▶ DESCRIÇÃO DA TAREFA: Devolva todas as linhas da listagem abaixo, do início ao fim, sem qualquer alteração.
──────── DADOS DA TAREFA ────────
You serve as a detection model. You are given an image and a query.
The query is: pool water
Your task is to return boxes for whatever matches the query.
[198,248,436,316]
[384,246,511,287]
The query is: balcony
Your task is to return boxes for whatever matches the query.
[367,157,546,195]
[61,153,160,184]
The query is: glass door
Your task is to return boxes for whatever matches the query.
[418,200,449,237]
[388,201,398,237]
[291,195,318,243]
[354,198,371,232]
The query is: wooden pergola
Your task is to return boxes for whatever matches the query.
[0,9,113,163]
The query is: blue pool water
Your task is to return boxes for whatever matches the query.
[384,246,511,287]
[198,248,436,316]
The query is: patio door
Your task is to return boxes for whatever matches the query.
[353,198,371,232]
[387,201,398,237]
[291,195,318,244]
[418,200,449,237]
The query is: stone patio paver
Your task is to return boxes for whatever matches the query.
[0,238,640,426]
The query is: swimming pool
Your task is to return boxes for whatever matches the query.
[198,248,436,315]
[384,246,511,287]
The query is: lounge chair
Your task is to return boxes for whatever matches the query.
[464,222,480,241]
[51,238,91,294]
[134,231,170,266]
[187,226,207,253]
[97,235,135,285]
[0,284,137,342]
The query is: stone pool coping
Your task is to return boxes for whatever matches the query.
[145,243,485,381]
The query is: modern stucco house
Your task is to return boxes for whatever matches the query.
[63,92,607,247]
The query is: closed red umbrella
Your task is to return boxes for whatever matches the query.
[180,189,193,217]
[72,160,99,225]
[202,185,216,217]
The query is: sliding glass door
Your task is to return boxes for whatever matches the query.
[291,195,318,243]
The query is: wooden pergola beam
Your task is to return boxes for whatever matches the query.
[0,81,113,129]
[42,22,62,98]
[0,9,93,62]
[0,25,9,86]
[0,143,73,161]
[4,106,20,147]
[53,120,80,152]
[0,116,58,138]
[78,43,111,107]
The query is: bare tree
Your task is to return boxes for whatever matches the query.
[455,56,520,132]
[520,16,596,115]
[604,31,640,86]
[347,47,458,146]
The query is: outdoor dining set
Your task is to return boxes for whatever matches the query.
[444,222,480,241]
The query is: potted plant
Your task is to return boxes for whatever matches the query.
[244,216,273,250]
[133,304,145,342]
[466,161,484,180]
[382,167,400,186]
────────
▶ SOLUÇÃO DO PROBLEMA:
You serve as a detection model. You are given an image and a query.
The query is: pool water
Your task is to return boxes for whatever matches the query.
[198,248,436,316]
[384,246,511,287]
The query is: balcony
Your task is to return boxes for whatever matches the query.
[367,157,546,195]
[61,153,160,184]
The query is: glass door
Your task is to return boxes for whatever matches the query.
[418,200,449,237]
[388,201,398,237]
[291,195,318,243]
[354,198,371,232]
The query is: wooden pergola
Your task is to return boxes for whatever matches the query.
[0,9,113,163]
The query is: blue pool water
Your task is to return boxes for whatever matches the query.
[384,246,511,287]
[198,248,436,316]
The query is: patio door
Your task is to return boxes for whatever matches the query.
[353,198,371,232]
[387,201,398,237]
[291,195,318,244]
[418,200,449,237]
The query is: stone patio paver
Your task is to return boxes for whatever matches the query.
[0,238,640,426]
The query is: swimming pool
Your task is to return boxes for whatever matches the query.
[198,248,436,315]
[384,246,511,287]
The query is: lounge chair
Your task is to return boxes for whatever matches the query.
[464,222,480,241]
[51,238,91,294]
[134,231,170,266]
[187,226,207,253]
[97,235,135,285]
[0,284,137,342]
The query is: stone pool coping
Your task is to return boxes for whatever matches the query.
[145,243,485,381]
The query is: modern stucco house
Your task is to return boxes for whatever matches the query.
[63,92,607,247]
The query is: closed red umbrella
Your task is to return boxes for whatever matches the query.
[180,189,193,217]
[72,160,99,225]
[202,185,216,217]
The query is: sliding glass door
Your task is to return boxes for whatever matches the query.
[291,195,318,243]
The query is: wooden pergola beam
Your task is to return boxes for whatever matches the query.
[0,81,113,129]
[42,22,62,98]
[0,9,93,62]
[0,25,9,86]
[0,143,73,161]
[4,106,20,147]
[53,120,80,152]
[0,116,58,138]
[78,43,111,107]
The query is: bare tree
Your task is to return boxes for whatever matches the query.
[455,56,520,132]
[520,16,596,115]
[604,31,640,86]
[347,47,458,146]
The query is: outdoor dining set
Your task is to return boxes for whatever matches the query.
[444,222,480,241]
The query is: potted plant
Your task is to return boxes for whatever matches the query.
[244,216,273,250]
[133,304,145,342]
[466,161,484,180]
[382,167,400,186]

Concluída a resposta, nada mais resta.